- **Exercise objective**: Retype the line with "Target: ceiling fan light fixture" exactly. Then retype every line after it through the end of the entries below, and nothing more, leaving out pictures.

[Recorded data]
____________________

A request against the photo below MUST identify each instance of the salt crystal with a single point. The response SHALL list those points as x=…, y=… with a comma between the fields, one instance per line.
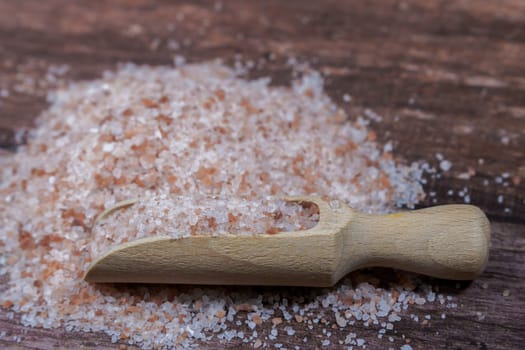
x=160, y=143
x=445, y=165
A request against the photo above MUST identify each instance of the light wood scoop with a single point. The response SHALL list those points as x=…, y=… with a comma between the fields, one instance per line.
x=449, y=241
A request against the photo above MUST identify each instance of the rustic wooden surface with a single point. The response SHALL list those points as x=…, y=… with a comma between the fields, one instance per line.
x=447, y=77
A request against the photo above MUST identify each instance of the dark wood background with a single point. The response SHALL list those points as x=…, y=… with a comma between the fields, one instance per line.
x=446, y=76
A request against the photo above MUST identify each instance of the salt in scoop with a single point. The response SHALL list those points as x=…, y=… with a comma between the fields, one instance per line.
x=448, y=241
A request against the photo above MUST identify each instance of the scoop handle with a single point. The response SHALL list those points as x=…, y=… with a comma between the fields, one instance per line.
x=449, y=241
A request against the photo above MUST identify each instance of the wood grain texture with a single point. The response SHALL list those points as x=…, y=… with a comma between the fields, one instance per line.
x=446, y=76
x=446, y=241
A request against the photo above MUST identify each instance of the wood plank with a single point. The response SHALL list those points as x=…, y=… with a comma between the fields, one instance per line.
x=446, y=76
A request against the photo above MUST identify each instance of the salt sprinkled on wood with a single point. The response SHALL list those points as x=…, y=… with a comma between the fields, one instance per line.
x=194, y=140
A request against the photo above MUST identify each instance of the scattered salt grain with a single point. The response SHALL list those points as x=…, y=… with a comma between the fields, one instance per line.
x=194, y=139
x=445, y=165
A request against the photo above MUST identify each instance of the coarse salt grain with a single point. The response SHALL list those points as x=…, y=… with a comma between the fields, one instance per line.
x=171, y=137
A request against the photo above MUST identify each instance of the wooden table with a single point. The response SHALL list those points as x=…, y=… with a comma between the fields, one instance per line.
x=446, y=76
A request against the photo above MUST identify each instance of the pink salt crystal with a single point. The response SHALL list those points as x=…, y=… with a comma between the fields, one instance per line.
x=175, y=138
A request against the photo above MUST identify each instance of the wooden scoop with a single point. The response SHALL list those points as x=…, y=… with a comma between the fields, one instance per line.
x=449, y=241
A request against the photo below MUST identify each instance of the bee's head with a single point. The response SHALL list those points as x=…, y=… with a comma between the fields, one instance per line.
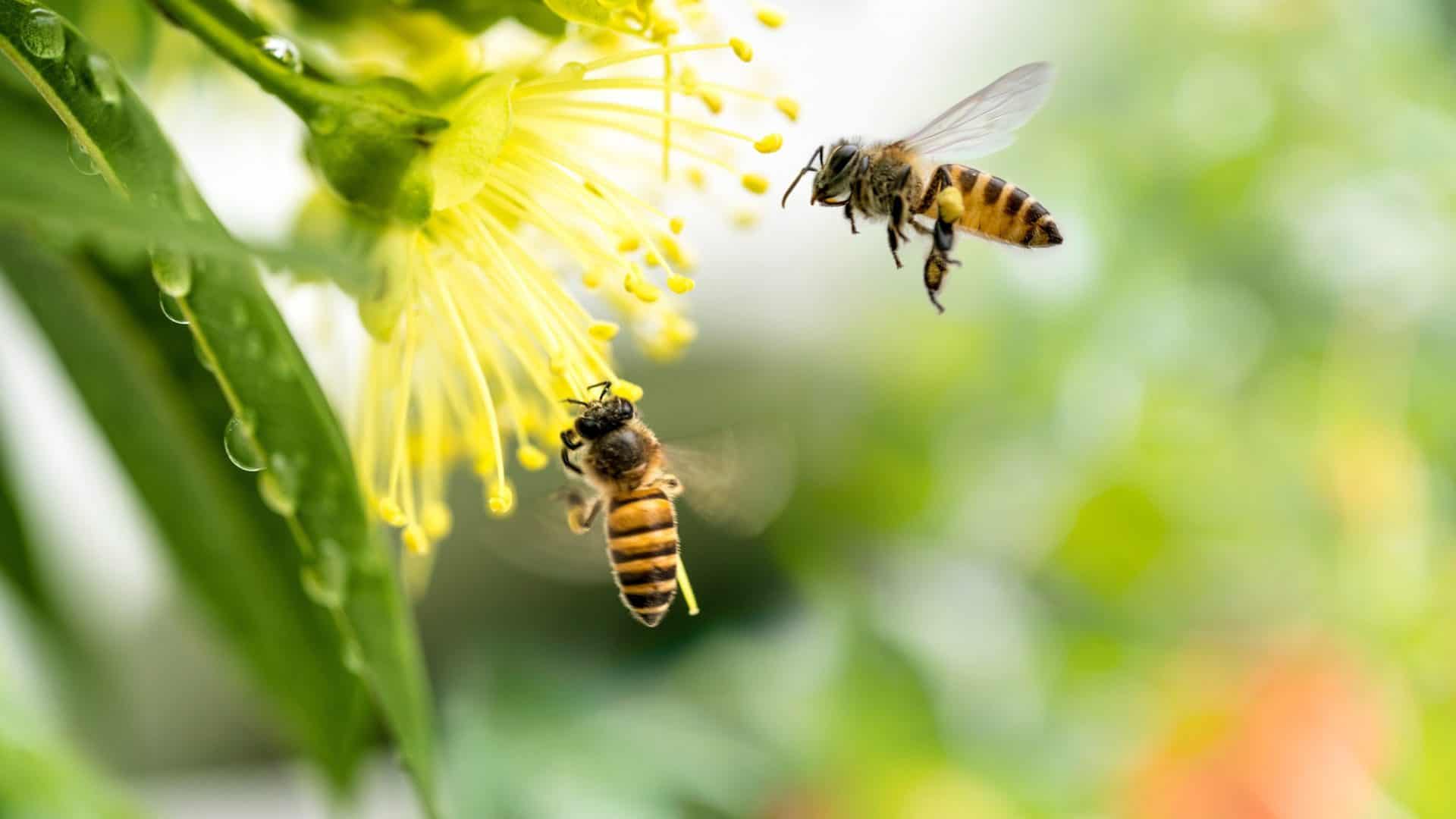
x=833, y=175
x=604, y=414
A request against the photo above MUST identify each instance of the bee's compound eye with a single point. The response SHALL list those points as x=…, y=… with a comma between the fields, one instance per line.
x=840, y=158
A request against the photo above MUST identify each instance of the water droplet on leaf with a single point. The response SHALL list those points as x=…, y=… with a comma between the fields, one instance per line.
x=325, y=580
x=44, y=34
x=172, y=271
x=80, y=158
x=283, y=52
x=172, y=309
x=240, y=447
x=280, y=484
x=104, y=77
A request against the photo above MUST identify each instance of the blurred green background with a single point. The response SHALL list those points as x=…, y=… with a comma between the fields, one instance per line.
x=1156, y=523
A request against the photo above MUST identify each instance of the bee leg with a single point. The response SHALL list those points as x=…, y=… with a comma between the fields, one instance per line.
x=670, y=485
x=570, y=444
x=582, y=513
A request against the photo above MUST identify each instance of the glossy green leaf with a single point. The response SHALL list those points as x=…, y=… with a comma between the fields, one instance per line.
x=284, y=419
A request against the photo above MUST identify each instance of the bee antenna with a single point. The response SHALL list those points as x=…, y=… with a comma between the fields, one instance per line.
x=819, y=155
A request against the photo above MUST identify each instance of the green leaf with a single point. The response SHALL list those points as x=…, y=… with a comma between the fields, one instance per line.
x=283, y=414
x=39, y=776
x=220, y=541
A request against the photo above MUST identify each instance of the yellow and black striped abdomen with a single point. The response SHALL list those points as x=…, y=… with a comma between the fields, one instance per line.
x=999, y=210
x=642, y=547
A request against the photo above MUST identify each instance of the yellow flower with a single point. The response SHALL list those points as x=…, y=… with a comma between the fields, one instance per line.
x=478, y=335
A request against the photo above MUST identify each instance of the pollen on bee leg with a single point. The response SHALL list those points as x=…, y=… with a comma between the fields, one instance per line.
x=391, y=512
x=530, y=457
x=951, y=205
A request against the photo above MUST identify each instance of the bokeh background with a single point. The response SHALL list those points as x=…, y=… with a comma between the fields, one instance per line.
x=1155, y=523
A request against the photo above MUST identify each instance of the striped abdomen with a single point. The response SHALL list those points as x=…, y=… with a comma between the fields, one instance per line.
x=999, y=210
x=642, y=547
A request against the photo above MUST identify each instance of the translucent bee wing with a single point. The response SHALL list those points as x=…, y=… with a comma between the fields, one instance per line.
x=736, y=480
x=987, y=120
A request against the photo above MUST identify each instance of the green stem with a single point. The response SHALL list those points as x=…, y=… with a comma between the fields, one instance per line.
x=308, y=96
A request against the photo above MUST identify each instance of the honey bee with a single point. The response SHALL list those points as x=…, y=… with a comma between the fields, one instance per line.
x=625, y=464
x=897, y=181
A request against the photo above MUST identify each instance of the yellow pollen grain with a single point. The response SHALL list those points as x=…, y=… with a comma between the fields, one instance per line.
x=770, y=17
x=756, y=183
x=769, y=143
x=416, y=539
x=532, y=458
x=626, y=390
x=951, y=205
x=391, y=512
x=437, y=521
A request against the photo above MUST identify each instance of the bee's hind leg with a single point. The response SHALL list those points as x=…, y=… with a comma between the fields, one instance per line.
x=940, y=261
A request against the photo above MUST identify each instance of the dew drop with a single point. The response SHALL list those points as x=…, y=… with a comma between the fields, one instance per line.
x=172, y=271
x=280, y=484
x=240, y=447
x=80, y=158
x=283, y=52
x=171, y=309
x=44, y=34
x=325, y=580
x=104, y=77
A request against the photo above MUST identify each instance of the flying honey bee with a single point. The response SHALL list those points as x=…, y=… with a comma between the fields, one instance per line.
x=897, y=180
x=625, y=464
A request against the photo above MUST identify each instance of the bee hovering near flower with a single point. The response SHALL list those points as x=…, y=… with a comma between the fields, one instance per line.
x=897, y=181
x=623, y=463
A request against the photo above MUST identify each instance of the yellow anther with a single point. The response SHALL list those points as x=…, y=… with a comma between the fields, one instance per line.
x=532, y=458
x=416, y=539
x=951, y=205
x=626, y=390
x=500, y=499
x=712, y=99
x=770, y=17
x=769, y=143
x=603, y=331
x=391, y=512
x=437, y=521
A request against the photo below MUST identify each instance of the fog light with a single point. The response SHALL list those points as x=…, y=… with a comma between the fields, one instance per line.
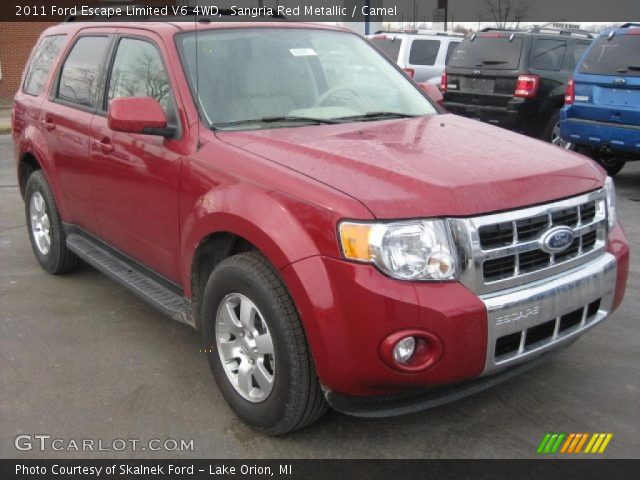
x=404, y=349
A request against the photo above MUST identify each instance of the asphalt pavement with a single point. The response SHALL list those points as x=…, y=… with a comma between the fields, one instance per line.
x=81, y=358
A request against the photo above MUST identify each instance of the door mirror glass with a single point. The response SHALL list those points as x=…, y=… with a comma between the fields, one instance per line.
x=138, y=115
x=432, y=91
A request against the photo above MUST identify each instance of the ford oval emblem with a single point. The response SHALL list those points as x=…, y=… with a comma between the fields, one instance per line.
x=557, y=239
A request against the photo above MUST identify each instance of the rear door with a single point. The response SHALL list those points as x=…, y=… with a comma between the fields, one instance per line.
x=66, y=118
x=608, y=81
x=484, y=70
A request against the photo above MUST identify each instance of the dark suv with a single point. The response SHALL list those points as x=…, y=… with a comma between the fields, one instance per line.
x=514, y=79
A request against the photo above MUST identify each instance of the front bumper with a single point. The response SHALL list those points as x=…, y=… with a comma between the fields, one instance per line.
x=525, y=322
x=348, y=310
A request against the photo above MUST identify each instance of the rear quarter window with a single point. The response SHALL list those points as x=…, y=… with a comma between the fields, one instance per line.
x=576, y=55
x=82, y=79
x=424, y=52
x=619, y=55
x=498, y=53
x=41, y=64
x=548, y=54
x=390, y=46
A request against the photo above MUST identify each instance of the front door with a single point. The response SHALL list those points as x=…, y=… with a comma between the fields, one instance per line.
x=135, y=179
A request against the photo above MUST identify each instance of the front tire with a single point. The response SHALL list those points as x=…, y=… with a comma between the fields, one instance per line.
x=45, y=227
x=256, y=347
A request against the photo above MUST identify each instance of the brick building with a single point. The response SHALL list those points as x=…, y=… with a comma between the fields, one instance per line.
x=16, y=41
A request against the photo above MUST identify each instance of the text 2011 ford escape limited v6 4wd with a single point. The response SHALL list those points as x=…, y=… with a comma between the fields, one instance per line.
x=290, y=192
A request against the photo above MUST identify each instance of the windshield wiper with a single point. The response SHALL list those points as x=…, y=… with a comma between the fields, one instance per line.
x=378, y=115
x=283, y=119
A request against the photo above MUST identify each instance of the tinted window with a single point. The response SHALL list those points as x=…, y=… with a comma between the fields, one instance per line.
x=81, y=80
x=424, y=52
x=578, y=50
x=618, y=56
x=138, y=71
x=390, y=46
x=548, y=54
x=498, y=53
x=450, y=49
x=46, y=52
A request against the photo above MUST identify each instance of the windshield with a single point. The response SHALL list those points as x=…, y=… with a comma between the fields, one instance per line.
x=495, y=52
x=619, y=55
x=293, y=77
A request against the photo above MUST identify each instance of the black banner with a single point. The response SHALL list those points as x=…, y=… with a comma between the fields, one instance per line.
x=404, y=12
x=321, y=469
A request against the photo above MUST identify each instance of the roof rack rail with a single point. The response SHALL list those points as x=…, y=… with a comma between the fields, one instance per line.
x=187, y=17
x=495, y=29
x=414, y=31
x=563, y=31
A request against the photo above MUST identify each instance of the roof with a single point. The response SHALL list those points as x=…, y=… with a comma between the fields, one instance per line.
x=169, y=28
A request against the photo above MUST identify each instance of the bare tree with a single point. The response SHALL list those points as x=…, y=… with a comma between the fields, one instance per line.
x=507, y=13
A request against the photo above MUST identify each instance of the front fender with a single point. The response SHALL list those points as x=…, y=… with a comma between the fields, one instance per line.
x=282, y=228
x=32, y=142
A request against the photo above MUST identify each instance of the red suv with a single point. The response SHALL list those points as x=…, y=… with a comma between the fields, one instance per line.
x=290, y=192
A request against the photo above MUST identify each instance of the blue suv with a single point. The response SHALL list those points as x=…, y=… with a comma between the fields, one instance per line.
x=601, y=116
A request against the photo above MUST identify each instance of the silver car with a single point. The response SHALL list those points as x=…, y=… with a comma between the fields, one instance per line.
x=423, y=54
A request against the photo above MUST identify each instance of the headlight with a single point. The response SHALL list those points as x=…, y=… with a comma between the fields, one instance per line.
x=417, y=250
x=610, y=191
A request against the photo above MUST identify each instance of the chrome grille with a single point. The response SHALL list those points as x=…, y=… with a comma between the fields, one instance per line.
x=503, y=250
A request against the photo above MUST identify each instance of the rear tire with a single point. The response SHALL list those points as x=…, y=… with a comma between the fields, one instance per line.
x=294, y=398
x=45, y=227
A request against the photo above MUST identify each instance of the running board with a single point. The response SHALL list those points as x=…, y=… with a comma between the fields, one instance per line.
x=132, y=277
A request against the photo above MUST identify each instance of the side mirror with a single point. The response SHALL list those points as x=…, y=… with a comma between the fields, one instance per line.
x=433, y=92
x=142, y=115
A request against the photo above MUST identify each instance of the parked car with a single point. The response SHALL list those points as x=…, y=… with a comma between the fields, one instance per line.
x=514, y=79
x=423, y=54
x=602, y=112
x=328, y=232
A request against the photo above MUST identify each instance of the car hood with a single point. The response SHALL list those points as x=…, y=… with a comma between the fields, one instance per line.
x=441, y=165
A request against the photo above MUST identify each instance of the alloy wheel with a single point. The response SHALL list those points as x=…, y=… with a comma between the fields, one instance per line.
x=40, y=226
x=245, y=347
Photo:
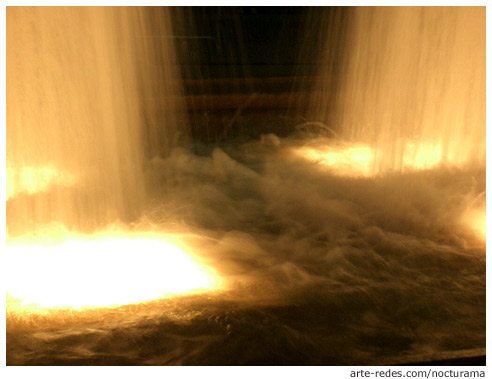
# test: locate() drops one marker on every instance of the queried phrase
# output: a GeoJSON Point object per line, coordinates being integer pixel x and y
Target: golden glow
{"type": "Point", "coordinates": [347, 160]}
{"type": "Point", "coordinates": [32, 180]}
{"type": "Point", "coordinates": [362, 160]}
{"type": "Point", "coordinates": [421, 156]}
{"type": "Point", "coordinates": [103, 270]}
{"type": "Point", "coordinates": [476, 220]}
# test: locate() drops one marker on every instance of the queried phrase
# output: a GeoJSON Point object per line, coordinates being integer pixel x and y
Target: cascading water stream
{"type": "Point", "coordinates": [360, 239]}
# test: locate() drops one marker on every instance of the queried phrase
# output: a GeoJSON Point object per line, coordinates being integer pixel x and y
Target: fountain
{"type": "Point", "coordinates": [79, 120]}
{"type": "Point", "coordinates": [358, 239]}
{"type": "Point", "coordinates": [412, 86]}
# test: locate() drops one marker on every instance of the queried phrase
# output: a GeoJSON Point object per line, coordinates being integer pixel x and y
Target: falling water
{"type": "Point", "coordinates": [79, 119]}
{"type": "Point", "coordinates": [413, 85]}
{"type": "Point", "coordinates": [371, 251]}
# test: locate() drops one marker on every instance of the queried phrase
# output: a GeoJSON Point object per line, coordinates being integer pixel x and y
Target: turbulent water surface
{"type": "Point", "coordinates": [320, 267]}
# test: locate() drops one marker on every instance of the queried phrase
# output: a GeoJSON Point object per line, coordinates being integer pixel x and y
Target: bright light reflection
{"type": "Point", "coordinates": [36, 179]}
{"type": "Point", "coordinates": [105, 271]}
{"type": "Point", "coordinates": [476, 220]}
{"type": "Point", "coordinates": [357, 160]}
{"type": "Point", "coordinates": [347, 160]}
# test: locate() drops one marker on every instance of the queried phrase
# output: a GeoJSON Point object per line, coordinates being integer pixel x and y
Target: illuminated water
{"type": "Point", "coordinates": [295, 250]}
{"type": "Point", "coordinates": [413, 85]}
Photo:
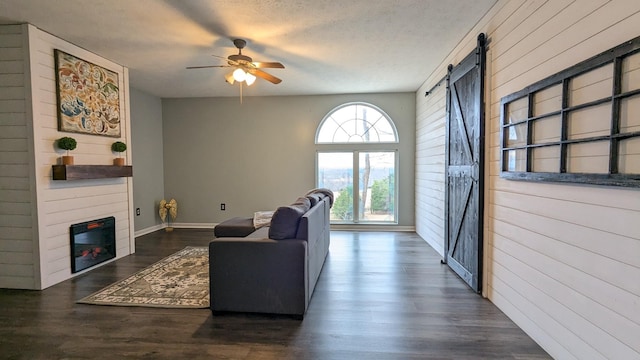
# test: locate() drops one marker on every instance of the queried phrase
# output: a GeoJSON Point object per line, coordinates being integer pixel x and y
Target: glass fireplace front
{"type": "Point", "coordinates": [92, 243]}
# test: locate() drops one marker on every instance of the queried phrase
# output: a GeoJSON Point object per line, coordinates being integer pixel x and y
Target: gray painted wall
{"type": "Point", "coordinates": [261, 154]}
{"type": "Point", "coordinates": [146, 148]}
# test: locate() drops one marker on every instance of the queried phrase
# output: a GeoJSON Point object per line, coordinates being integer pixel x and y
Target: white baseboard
{"type": "Point", "coordinates": [352, 227]}
{"type": "Point", "coordinates": [193, 225]}
{"type": "Point", "coordinates": [382, 228]}
{"type": "Point", "coordinates": [149, 230]}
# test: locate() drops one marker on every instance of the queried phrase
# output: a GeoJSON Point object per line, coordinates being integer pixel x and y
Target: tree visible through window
{"type": "Point", "coordinates": [357, 157]}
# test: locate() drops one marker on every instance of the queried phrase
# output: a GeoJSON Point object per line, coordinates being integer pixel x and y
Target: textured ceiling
{"type": "Point", "coordinates": [327, 46]}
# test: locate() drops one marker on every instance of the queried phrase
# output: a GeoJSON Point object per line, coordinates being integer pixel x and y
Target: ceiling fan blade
{"type": "Point", "coordinates": [264, 75]}
{"type": "Point", "coordinates": [272, 65]}
{"type": "Point", "coordinates": [206, 66]}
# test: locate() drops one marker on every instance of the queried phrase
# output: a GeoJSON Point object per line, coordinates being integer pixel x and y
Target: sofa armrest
{"type": "Point", "coordinates": [258, 275]}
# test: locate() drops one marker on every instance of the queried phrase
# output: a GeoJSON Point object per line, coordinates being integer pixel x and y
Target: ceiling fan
{"type": "Point", "coordinates": [245, 68]}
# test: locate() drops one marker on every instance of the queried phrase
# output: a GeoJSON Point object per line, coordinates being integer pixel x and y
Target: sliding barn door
{"type": "Point", "coordinates": [465, 167]}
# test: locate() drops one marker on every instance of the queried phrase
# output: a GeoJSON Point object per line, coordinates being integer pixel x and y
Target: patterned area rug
{"type": "Point", "coordinates": [177, 281]}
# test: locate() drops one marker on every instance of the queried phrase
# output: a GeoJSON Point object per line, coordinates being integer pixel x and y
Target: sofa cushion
{"type": "Point", "coordinates": [314, 198]}
{"type": "Point", "coordinates": [234, 227]}
{"type": "Point", "coordinates": [303, 201]}
{"type": "Point", "coordinates": [284, 223]}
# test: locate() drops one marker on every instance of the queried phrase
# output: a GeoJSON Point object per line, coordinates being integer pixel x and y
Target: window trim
{"type": "Point", "coordinates": [362, 103]}
{"type": "Point", "coordinates": [613, 56]}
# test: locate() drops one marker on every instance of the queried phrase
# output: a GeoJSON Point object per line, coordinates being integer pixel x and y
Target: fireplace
{"type": "Point", "coordinates": [92, 243]}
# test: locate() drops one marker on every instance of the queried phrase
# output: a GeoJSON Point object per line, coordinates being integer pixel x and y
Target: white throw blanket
{"type": "Point", "coordinates": [262, 218]}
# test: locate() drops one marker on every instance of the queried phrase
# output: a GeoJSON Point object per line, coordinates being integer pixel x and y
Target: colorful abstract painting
{"type": "Point", "coordinates": [88, 97]}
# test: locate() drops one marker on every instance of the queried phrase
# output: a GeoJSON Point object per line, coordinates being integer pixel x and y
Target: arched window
{"type": "Point", "coordinates": [357, 159]}
{"type": "Point", "coordinates": [356, 122]}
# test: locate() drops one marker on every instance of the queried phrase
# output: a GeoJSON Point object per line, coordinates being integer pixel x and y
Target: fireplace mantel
{"type": "Point", "coordinates": [80, 172]}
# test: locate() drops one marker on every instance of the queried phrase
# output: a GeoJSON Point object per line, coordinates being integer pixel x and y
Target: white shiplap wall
{"type": "Point", "coordinates": [563, 261]}
{"type": "Point", "coordinates": [58, 204]}
{"type": "Point", "coordinates": [430, 140]}
{"type": "Point", "coordinates": [18, 266]}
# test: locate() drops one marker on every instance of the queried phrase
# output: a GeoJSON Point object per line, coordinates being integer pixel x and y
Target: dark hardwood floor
{"type": "Point", "coordinates": [381, 295]}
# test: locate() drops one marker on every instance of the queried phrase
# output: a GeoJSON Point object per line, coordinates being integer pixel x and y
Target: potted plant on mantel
{"type": "Point", "coordinates": [67, 143]}
{"type": "Point", "coordinates": [119, 147]}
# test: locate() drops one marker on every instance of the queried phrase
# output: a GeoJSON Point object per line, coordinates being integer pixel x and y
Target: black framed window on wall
{"type": "Point", "coordinates": [580, 125]}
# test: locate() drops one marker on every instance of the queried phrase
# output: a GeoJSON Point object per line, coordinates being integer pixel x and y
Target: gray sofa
{"type": "Point", "coordinates": [273, 269]}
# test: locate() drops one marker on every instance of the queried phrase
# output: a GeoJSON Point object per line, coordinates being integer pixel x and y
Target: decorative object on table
{"type": "Point", "coordinates": [244, 69]}
{"type": "Point", "coordinates": [67, 143]}
{"type": "Point", "coordinates": [88, 97]}
{"type": "Point", "coordinates": [180, 280]}
{"type": "Point", "coordinates": [172, 208]}
{"type": "Point", "coordinates": [118, 147]}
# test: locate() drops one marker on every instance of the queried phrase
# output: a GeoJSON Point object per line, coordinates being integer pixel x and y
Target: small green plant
{"type": "Point", "coordinates": [119, 147]}
{"type": "Point", "coordinates": [67, 143]}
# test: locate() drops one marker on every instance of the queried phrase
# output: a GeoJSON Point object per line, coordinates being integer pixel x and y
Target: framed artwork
{"type": "Point", "coordinates": [88, 97]}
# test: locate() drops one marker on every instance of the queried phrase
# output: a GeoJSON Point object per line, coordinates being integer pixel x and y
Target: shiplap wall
{"type": "Point", "coordinates": [58, 204]}
{"type": "Point", "coordinates": [18, 265]}
{"type": "Point", "coordinates": [563, 261]}
{"type": "Point", "coordinates": [430, 142]}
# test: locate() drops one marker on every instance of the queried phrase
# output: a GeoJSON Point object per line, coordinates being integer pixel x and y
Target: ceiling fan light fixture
{"type": "Point", "coordinates": [249, 79]}
{"type": "Point", "coordinates": [239, 75]}
{"type": "Point", "coordinates": [229, 78]}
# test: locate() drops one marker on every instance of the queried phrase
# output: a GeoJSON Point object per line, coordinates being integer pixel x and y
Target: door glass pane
{"type": "Point", "coordinates": [335, 172]}
{"type": "Point", "coordinates": [377, 187]}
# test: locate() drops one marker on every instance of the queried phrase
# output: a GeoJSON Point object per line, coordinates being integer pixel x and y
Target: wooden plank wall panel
{"type": "Point", "coordinates": [63, 203]}
{"type": "Point", "coordinates": [16, 236]}
{"type": "Point", "coordinates": [430, 139]}
{"type": "Point", "coordinates": [563, 261]}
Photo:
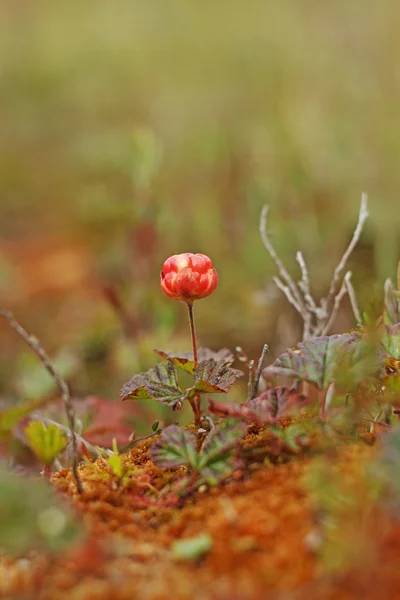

____________________

- **Result**:
Target: ceiling fan light fixture
{"type": "Point", "coordinates": [249, 79]}
{"type": "Point", "coordinates": [239, 75]}
{"type": "Point", "coordinates": [229, 78]}
# test: locate() drops one marker on every instance of the queried phrase
# output: a GeoJSON Point object per line, coordinates being integer pixel x and y
Target: door glass pane
{"type": "Point", "coordinates": [335, 172]}
{"type": "Point", "coordinates": [377, 187]}
# test: locate() drops one marker on every instance of the queried phrase
# output: a GeoJSON Point object per line, coordinates being integer pixel x and y
Target: wooden plank wall panel
{"type": "Point", "coordinates": [63, 203]}
{"type": "Point", "coordinates": [16, 236]}
{"type": "Point", "coordinates": [430, 139]}
{"type": "Point", "coordinates": [563, 261]}
Photo:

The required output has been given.